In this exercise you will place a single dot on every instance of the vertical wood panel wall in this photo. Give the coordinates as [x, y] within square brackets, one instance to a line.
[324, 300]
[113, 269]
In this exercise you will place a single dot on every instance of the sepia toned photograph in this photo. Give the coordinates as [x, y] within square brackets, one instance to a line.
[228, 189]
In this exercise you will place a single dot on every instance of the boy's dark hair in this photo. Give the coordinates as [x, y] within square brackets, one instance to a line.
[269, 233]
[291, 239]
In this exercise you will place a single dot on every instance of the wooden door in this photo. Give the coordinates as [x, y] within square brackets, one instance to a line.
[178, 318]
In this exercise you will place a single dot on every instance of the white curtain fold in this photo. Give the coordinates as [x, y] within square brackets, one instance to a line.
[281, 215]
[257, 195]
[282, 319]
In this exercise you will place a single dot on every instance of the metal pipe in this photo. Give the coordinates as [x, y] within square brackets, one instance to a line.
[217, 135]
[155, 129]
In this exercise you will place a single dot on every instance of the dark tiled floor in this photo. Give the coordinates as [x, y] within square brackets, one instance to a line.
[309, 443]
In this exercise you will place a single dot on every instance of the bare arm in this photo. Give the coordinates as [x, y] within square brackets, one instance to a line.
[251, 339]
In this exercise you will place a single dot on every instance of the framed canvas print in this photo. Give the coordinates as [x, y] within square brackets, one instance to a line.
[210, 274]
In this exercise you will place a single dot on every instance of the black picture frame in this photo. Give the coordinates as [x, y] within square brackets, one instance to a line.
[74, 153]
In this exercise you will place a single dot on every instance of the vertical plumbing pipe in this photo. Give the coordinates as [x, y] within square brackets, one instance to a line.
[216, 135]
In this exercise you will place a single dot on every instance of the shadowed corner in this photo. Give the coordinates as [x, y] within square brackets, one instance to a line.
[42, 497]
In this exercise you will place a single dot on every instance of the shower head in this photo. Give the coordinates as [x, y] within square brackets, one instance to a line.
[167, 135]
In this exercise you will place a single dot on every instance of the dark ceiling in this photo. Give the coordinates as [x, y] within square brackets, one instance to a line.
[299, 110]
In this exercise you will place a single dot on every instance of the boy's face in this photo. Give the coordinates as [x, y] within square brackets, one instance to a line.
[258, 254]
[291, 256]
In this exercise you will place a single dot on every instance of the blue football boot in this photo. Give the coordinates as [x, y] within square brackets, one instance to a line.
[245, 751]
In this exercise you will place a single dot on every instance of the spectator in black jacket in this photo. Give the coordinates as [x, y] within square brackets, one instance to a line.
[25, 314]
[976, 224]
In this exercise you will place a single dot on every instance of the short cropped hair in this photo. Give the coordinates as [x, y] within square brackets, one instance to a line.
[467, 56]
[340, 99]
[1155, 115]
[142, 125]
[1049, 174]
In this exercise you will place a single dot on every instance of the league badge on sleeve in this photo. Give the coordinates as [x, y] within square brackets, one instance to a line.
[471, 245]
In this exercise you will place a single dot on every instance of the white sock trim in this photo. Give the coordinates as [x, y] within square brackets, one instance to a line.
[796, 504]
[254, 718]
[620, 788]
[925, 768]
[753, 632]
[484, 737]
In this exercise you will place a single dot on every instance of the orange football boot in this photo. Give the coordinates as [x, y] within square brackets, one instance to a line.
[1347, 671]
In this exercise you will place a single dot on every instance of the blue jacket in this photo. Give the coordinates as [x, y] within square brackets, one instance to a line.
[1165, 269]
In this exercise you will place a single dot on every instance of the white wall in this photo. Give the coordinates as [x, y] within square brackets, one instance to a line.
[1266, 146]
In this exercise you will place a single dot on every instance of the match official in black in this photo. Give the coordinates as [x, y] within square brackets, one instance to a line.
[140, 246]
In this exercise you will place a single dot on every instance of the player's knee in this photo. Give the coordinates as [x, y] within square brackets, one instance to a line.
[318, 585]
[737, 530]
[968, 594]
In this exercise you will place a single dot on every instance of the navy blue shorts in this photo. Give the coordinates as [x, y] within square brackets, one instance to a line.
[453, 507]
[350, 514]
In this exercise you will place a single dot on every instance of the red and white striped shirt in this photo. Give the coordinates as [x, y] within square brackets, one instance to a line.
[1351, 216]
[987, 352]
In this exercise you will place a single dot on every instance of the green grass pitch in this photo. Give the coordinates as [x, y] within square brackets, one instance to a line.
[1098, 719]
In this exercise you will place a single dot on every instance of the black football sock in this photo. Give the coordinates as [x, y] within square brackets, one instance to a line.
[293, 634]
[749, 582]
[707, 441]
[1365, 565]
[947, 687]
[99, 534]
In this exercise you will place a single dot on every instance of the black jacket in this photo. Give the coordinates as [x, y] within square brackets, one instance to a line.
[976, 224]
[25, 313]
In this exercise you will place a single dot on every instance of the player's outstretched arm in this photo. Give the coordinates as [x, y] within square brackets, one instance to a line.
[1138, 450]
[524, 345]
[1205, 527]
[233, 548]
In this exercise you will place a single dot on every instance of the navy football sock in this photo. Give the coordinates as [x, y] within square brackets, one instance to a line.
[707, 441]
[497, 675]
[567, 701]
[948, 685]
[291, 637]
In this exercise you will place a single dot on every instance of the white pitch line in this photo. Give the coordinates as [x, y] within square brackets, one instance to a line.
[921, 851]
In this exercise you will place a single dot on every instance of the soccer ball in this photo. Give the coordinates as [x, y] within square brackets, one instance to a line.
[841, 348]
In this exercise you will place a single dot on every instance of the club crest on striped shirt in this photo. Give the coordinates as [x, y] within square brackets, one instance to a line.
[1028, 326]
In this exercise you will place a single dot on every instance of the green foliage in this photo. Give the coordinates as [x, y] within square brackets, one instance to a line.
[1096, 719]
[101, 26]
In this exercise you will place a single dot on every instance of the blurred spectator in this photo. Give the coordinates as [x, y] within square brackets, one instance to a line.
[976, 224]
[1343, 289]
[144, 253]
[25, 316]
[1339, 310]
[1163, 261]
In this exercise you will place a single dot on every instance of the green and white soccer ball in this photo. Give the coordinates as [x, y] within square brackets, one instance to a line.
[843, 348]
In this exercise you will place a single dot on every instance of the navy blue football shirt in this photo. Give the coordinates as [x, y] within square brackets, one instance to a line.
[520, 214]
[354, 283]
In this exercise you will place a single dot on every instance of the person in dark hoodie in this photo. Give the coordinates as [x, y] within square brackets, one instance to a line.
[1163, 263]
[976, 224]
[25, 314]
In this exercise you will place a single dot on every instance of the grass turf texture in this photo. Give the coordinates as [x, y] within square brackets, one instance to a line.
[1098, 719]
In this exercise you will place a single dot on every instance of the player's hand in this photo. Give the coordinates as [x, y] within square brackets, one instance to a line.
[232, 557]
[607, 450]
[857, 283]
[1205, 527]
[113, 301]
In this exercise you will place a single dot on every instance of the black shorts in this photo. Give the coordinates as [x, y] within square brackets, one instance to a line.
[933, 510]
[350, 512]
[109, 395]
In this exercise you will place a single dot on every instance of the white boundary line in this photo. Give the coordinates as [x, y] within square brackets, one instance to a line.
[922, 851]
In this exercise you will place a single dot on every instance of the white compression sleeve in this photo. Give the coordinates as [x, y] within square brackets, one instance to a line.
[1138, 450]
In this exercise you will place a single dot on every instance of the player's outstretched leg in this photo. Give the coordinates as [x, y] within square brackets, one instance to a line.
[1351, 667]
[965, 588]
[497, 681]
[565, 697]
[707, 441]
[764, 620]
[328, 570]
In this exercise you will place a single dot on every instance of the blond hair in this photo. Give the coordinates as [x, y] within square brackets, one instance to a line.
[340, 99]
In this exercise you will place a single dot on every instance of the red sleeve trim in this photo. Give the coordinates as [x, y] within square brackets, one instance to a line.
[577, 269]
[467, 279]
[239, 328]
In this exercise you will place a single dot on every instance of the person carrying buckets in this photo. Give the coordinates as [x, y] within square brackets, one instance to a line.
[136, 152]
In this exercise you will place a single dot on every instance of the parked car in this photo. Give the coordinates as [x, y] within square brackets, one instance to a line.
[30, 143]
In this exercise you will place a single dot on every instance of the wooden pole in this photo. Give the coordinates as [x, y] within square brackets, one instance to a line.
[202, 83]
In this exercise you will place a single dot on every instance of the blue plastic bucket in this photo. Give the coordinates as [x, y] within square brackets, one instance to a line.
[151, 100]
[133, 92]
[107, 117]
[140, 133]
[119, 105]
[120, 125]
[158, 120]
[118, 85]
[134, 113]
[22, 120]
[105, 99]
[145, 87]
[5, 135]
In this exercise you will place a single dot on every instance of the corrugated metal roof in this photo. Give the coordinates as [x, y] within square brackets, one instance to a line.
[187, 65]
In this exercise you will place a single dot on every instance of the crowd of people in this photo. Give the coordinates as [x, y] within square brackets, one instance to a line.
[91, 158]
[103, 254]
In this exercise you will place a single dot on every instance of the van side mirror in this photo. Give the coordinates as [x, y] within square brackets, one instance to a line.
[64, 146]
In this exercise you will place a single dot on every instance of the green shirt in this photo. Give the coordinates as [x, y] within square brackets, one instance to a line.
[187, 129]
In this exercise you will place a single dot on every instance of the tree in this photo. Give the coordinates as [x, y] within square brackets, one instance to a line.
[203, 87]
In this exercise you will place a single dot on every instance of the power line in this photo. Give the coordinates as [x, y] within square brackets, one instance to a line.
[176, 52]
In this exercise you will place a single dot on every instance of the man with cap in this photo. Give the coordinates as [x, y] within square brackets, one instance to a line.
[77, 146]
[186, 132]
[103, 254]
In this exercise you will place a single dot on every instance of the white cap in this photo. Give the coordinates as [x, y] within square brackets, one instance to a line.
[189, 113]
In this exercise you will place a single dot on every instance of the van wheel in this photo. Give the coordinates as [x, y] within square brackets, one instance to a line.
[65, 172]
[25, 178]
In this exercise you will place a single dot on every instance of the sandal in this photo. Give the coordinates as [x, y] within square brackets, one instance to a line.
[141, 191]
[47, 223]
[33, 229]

* Problem details:
Return the lines from the line containing "the white cap" to the end of the entries above, exactly as they appear and with no other output.

* Written reply:
In this exercise you will place a single dot on every instance of the white cap in this photo. Give the coordinates as [x, y] within square brackets, one instance to a line.
[189, 113]
In this exercise you will place a single dot on every instance of the van wheel in this photo. Give the coordinates as [x, y] within square brackets, one instance to a line.
[65, 172]
[25, 178]
In this exercise you will place a single dot on every instance of the sandal in this photo. Give the coordinates as [x, y] within square brackets, one instance to a line.
[141, 191]
[47, 223]
[33, 229]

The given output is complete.